═══ TEXTE DU DOCUMENT

L'affaire du ministre Girard

(Bulletin Officiel de la Ville de Neuchâtel du 13 août 1987)

 

Qu'un pasteur de Neuchâtel prenne la chaire du Temple du Bas pour une tribune politique et que cela provoque la destitution du gouverneur et l'assignation à résidence de notre souveraine Marie de Nemours, voilà qui est déjà peu banal, mais que ces sanctions soient prises par Louis XIV dans le but de rétablir dans sa charge un pasteur réformé et cela 15 ans après la révocation de l'Edit de Nantes, ça devient vraiment invraisemblable !

Pour comprendre l'enchainement des événements qui ont abouti à ce résultat, il faut savoir ce qui se passait à Neuchatel en 1699:

Prince de Conti, 1664-1709 Cette année, Marie de Nemours est souveraine de Neuchâtel et Valangin depuis 5 ans. Le Tribunal des Trois Etats a reconnu ses droits le 8 mars 1694 apres avoir écarté les prétentions du Prince de Conty se prévalant d'un testament de l'Abbé d'Orléans qui venait de mourir. Ce prince régnait en droit sur Neuchätel depuis 1672 mais comme il avait perdu la raison, plusieurs tuteurs l'avaient remplacé en fait.

Or, en décembre 1698, apres 5 ans de procédure, le Parlement de Paris établit la validité du testament dont se prévaut le prince de Conty. Immédiatement celui-ci revendique l'investiture de la souveraineté de Neuchätel et Valangin et dépêche dans ce but à Neuchâtel l'ancien gouverneur d'Affry que Madame de Nemours avait destitué lors de son avènement.

D'Affry arrive à Neuchatel le 27 décembre et prend tout de suite contact avec de nombreuses personnalités dans le but de former un nouveau Tribunal des Trois Etats qui soit en mesure de se prononcer sur les droits du Prince de Conty tels qu'ils résultent de la sentence du Parlement de Paris.

Il va sans dire que Madame de Nemours n'est pas disposée à remettre en jeu sa souveraineté. Elle est soutenue en cela, non seulement par son Conseil d'Etat et ses obligés mais aussi par plusieurs magistrats influents qui représentent la conscience politique du pays.

Ceux-ci avaient fait préciser par le Tribunal des Trois Etats en 1672 qu'une souveraineté ne pouvait, être transmise par testament n'étant pas la propriété du souverain. Ce principe avait alors été utilisé contre les intérêts de Madame de Nemours aussi, 20 ans plus tard, investie de la souverainete, celle-ci s'était vengée en destituant ces magistrats juges.

══════
═══ RELEVÉ DES DONNÉES

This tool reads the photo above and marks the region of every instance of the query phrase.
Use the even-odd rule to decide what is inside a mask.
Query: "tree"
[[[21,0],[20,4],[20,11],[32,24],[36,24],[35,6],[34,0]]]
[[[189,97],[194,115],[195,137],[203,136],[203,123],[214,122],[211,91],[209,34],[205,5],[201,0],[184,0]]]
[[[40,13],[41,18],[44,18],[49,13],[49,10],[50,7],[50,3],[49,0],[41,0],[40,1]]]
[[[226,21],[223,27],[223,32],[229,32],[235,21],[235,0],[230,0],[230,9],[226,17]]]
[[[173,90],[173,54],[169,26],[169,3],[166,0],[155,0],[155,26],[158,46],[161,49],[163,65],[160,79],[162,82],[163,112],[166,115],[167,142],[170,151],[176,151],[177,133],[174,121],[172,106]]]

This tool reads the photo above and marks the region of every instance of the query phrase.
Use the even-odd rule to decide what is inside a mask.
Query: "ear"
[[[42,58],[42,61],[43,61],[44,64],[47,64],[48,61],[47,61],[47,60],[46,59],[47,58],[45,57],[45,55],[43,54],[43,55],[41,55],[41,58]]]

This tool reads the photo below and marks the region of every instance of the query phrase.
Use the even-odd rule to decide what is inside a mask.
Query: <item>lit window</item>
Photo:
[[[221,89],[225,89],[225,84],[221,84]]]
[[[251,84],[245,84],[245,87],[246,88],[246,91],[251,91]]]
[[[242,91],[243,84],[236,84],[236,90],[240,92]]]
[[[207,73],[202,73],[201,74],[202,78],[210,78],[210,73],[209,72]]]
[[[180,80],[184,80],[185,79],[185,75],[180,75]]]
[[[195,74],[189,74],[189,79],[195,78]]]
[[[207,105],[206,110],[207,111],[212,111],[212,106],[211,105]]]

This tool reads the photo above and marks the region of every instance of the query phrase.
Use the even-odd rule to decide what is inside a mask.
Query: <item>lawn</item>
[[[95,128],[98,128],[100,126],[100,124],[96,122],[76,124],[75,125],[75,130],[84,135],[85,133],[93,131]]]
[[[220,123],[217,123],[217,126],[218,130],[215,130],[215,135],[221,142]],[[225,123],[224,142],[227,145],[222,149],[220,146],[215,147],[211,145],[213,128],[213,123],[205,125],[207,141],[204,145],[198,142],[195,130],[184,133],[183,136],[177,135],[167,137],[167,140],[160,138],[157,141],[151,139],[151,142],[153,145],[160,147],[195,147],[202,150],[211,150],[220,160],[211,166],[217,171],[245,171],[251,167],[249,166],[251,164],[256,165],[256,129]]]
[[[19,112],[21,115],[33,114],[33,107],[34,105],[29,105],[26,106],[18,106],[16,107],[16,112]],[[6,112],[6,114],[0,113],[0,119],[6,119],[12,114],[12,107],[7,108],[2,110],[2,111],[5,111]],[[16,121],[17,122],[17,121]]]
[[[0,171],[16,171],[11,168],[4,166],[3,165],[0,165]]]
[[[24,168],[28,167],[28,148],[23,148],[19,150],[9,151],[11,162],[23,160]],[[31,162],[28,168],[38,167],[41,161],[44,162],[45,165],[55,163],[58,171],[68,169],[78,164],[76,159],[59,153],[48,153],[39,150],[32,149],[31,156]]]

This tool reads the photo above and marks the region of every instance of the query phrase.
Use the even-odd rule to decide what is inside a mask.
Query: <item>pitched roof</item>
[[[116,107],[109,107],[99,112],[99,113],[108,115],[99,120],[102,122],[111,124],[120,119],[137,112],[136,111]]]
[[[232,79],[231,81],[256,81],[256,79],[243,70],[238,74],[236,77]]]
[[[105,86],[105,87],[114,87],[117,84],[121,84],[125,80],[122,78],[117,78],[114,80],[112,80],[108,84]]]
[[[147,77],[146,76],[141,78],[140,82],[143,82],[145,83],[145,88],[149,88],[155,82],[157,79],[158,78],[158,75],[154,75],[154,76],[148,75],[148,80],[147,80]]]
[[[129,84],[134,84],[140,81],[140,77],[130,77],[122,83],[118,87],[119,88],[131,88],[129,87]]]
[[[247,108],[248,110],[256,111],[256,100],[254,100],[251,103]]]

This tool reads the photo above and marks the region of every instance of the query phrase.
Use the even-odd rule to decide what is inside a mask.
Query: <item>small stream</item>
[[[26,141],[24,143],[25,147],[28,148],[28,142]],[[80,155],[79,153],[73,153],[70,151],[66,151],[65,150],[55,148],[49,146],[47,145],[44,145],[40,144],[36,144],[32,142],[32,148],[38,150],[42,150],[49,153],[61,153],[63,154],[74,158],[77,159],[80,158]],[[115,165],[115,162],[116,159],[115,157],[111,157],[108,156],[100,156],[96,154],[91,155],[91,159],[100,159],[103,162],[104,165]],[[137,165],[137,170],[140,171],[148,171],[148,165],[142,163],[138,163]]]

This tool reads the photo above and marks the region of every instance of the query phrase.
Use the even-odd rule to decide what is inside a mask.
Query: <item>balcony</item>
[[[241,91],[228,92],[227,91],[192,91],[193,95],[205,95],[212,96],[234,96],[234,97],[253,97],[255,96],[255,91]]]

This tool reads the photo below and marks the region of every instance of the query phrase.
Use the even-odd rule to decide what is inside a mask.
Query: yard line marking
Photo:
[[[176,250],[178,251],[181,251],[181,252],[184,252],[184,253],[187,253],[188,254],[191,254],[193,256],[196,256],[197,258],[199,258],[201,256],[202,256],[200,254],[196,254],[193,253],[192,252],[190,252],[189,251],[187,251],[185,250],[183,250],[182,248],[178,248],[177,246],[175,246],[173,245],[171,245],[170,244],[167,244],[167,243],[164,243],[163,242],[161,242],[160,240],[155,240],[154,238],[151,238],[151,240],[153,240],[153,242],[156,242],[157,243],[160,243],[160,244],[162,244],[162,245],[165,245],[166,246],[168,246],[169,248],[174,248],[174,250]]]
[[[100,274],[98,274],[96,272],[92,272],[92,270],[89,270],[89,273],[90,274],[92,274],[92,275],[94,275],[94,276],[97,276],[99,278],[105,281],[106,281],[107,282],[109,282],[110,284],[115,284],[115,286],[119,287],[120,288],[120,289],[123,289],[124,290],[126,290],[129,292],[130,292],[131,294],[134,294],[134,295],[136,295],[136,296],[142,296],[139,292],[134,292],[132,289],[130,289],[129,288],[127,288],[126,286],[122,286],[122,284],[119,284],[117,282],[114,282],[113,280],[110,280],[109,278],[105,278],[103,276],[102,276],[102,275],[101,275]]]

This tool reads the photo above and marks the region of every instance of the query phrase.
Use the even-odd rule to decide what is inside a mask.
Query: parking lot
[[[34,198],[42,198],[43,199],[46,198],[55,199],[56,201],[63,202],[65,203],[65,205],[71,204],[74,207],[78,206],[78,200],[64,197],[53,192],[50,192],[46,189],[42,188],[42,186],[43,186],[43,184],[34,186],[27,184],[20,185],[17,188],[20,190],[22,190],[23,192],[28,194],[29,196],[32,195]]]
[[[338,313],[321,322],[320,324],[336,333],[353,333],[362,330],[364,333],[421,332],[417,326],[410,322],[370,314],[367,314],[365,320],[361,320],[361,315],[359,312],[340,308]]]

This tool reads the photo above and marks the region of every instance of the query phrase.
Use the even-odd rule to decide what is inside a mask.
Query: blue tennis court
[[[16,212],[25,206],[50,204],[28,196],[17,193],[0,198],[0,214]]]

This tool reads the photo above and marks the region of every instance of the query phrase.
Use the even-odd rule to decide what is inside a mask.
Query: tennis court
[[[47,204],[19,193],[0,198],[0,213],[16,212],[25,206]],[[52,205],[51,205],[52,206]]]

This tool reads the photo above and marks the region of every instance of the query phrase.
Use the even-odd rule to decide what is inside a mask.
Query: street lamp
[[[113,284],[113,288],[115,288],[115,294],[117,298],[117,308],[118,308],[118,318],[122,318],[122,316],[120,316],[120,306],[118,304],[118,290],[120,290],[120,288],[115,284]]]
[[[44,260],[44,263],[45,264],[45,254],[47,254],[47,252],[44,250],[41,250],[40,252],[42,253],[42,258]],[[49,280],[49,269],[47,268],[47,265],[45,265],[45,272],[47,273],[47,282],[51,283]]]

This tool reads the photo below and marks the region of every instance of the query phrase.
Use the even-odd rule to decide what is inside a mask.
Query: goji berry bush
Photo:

══════

_EXERCICE PROPOSÉ 1:_ Résumez le texte sur l'affaire du ministre Girard en deux phrases.
_EXERCICE PROPOSÉ 2:_ Indiquez uniquement le nombre de lignes des enregistrements qui contiennent la chaîne "court".

_RÉPONSE 1:_ En 1699, Marie de Nemours est souveraine de Neuchâtel et Valangin depuis que le Tribunal des Trois Etats a reconnu ses droits en 1694, en écartant les prétentions du prince de Conty. En décembre 1698, le Parlement de Paris valide le testament invoqué par Conty, qui envoie alors à Neuchâtel l'ancien gouverneur d'Affry pour former un nouveau Tribunal des Trois Etats, mais Madame de Nemours refuse de remettre en jeu sa souveraineté, soutenue par son Conseil d'Etat et par plusieurs magistrats influents.

_RÉPONSE 2:_ 2